● **WHAT THE TASK REQUIRES**: Count the lines in the rows below that contain the word "shown", and give only that number.

● **AVAILABLE RECORDS**:
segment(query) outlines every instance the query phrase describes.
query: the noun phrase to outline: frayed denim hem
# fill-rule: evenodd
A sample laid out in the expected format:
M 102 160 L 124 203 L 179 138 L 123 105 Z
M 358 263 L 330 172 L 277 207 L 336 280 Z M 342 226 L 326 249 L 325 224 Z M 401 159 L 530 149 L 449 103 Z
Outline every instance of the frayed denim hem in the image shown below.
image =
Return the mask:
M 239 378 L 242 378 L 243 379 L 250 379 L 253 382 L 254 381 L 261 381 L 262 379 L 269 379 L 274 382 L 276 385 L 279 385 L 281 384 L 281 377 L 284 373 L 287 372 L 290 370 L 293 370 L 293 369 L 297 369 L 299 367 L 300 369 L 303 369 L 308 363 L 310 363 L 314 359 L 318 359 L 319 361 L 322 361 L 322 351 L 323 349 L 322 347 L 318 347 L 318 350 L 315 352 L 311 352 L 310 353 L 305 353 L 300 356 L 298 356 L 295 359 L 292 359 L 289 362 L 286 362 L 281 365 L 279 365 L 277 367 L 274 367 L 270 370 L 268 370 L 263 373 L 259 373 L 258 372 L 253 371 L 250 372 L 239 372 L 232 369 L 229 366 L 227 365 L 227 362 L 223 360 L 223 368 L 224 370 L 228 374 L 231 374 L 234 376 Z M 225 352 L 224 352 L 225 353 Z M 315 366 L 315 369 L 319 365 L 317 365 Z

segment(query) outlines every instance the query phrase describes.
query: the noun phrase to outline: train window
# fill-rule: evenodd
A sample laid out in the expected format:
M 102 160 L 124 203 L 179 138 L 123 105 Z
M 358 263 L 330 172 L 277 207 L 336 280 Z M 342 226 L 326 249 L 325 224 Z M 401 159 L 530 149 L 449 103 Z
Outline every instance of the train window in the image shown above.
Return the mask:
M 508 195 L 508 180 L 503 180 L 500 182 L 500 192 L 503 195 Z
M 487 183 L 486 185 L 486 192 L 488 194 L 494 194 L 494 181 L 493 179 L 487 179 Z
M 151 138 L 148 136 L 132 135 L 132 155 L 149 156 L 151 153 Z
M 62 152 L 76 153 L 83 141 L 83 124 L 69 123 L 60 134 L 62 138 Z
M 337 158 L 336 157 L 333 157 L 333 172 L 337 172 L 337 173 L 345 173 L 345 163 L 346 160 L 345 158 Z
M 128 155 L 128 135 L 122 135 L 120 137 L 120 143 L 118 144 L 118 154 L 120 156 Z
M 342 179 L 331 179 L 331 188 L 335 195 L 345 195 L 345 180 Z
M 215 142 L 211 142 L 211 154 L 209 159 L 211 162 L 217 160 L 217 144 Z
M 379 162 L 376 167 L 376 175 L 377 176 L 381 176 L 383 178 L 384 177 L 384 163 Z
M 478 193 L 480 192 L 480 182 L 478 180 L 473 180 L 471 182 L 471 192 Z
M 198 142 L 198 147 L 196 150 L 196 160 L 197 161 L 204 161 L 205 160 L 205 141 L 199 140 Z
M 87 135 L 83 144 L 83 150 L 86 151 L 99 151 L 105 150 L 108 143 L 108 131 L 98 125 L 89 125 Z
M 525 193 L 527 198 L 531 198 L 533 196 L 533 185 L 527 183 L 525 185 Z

● **OUTPUT FOR THIS EXERCISE**: 2